--- Problem details ---
Reproduce the data below verbatim from the line containing "the green conifer" through its final line, and produce nothing more.

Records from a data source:
%%

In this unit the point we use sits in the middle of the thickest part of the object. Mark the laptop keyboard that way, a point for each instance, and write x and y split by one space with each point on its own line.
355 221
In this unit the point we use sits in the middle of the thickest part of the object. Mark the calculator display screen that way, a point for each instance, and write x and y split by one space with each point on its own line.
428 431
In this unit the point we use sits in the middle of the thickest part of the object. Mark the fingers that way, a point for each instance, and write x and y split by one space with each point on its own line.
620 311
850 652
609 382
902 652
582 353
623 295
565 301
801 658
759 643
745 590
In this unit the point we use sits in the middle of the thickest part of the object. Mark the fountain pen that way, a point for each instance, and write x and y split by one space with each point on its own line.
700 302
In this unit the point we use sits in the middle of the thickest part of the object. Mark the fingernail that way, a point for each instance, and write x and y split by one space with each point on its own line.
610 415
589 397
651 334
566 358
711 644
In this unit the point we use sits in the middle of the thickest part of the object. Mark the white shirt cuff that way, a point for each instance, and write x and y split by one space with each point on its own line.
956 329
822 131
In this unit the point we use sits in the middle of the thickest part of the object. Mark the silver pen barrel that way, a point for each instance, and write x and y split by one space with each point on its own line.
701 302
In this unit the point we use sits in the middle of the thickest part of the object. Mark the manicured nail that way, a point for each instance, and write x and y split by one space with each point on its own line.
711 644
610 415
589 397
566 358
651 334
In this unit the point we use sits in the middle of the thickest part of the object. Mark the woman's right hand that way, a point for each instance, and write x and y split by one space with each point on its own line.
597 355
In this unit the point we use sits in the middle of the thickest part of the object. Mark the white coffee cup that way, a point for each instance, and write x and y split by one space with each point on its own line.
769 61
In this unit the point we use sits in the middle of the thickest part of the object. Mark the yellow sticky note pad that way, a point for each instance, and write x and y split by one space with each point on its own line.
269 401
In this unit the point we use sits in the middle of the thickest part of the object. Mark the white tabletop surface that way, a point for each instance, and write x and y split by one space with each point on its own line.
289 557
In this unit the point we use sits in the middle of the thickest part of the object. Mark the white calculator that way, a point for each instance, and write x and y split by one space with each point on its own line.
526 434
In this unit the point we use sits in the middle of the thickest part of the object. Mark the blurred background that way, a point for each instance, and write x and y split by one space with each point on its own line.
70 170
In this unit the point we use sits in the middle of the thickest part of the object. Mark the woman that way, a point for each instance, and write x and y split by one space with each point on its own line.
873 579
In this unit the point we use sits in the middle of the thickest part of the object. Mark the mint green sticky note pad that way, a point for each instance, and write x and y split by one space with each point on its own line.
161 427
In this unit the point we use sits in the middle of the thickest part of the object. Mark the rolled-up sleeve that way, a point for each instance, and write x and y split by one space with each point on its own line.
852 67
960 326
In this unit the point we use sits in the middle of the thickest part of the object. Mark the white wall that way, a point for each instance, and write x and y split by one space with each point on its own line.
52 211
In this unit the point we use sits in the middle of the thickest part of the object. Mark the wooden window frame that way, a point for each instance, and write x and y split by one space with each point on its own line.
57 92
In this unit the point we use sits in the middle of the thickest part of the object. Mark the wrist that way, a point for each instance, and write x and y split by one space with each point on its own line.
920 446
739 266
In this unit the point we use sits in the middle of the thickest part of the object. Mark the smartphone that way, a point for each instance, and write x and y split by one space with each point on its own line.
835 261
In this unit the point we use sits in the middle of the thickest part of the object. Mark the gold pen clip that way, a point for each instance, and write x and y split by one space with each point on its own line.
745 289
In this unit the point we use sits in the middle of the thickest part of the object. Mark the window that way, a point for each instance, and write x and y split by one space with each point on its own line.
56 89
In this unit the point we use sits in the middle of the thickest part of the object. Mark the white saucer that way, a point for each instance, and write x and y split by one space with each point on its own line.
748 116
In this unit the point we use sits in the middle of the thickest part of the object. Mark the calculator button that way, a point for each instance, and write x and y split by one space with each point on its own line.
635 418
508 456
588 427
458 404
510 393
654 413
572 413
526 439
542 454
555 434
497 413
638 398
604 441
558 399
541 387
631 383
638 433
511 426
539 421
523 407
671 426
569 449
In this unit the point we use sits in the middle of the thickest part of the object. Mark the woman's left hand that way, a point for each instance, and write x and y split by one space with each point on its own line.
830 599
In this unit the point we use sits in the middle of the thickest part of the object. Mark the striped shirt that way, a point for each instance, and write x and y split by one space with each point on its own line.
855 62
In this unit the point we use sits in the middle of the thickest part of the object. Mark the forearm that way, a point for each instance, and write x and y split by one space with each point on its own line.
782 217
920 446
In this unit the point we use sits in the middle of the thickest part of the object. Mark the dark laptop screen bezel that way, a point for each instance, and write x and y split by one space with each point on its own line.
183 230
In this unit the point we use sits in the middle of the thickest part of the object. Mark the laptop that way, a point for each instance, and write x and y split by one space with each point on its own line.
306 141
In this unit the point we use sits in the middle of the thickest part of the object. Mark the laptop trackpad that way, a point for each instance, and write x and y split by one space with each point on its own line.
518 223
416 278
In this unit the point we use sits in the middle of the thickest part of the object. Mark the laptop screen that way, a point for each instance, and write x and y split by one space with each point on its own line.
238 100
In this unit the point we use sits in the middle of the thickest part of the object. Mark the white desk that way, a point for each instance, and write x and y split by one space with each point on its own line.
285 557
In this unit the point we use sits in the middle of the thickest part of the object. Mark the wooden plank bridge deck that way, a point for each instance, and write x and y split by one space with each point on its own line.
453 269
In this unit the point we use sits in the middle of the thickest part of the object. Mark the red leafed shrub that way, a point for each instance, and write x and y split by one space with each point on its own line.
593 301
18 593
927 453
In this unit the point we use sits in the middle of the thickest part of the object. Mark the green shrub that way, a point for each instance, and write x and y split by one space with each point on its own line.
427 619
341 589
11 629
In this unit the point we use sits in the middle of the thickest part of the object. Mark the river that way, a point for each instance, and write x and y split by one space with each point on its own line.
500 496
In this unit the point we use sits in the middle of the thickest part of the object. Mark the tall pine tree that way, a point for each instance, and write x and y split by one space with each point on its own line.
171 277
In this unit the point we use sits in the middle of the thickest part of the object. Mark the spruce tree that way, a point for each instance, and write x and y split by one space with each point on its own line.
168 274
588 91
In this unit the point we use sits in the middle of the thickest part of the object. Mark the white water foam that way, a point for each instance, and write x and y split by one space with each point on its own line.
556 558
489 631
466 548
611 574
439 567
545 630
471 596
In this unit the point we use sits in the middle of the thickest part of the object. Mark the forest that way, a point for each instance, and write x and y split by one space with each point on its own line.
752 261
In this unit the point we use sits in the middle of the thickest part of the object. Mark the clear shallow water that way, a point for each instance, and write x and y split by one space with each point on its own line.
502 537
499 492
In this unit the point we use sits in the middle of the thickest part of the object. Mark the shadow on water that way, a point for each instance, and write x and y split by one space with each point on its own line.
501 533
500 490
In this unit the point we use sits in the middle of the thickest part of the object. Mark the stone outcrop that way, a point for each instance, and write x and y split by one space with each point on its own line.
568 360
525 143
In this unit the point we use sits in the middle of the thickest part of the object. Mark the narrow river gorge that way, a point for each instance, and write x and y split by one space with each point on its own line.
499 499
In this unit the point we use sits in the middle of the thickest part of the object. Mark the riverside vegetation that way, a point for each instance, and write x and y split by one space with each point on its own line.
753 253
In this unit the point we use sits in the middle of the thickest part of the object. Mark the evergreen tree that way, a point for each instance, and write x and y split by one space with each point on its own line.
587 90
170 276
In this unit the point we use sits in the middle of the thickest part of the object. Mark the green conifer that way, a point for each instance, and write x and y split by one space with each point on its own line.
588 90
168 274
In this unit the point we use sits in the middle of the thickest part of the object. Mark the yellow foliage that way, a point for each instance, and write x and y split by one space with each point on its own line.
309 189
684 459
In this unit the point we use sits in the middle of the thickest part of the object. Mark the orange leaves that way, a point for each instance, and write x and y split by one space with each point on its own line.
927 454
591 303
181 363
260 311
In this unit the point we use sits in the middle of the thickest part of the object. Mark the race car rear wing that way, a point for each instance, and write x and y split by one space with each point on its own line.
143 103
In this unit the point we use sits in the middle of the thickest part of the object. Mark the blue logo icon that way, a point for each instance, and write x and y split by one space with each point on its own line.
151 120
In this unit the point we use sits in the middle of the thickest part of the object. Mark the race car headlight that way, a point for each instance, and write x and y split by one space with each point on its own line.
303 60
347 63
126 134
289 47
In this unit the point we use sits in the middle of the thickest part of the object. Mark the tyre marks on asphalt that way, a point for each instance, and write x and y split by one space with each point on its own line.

%%

--- Result ---
In this unit the point we use sits in the middle of the thickest part of the object. Mark the green conifer that way, a point for each instance, and write x and y split by one space with each point on its own line.
588 90
168 274
In this unit the point we use sits in the middle of the thickest part of the object. Mark the yellow foliage that way, a point for each instance, and write x and y split by one space with each point on its own line.
309 189
684 459
In this unit the point we use sits in the middle of the thickest part of the object. Mark the orange leaves that way, a point for each instance, and write x and y split by one space with each point on its own line.
927 454
591 303
181 363
260 311
In this unit the point we use sits in the middle of the thickest part of the object. Mark the race car rear wing that way, a point for each instance, and write x and y split by one space with each point on its own line.
143 103
In this unit the point we use sits in the middle of the thickest part of the object. Mark the blue logo icon that way, a point for each instance, and write x and y split by one space with each point on its own line.
151 120
In this unit the point we use sits in the middle of the thickest part of the object. Mark the race car headlight that way, a point for each instance, and write x and y split by one space with each point on its own line.
303 60
347 63
126 134
289 47
In this unit the point we use sits in the middle of the thickest part of the object. Mark the tyre marks on asphalt that way, a point for each instance, and write x and y split by one space with each point on its own line.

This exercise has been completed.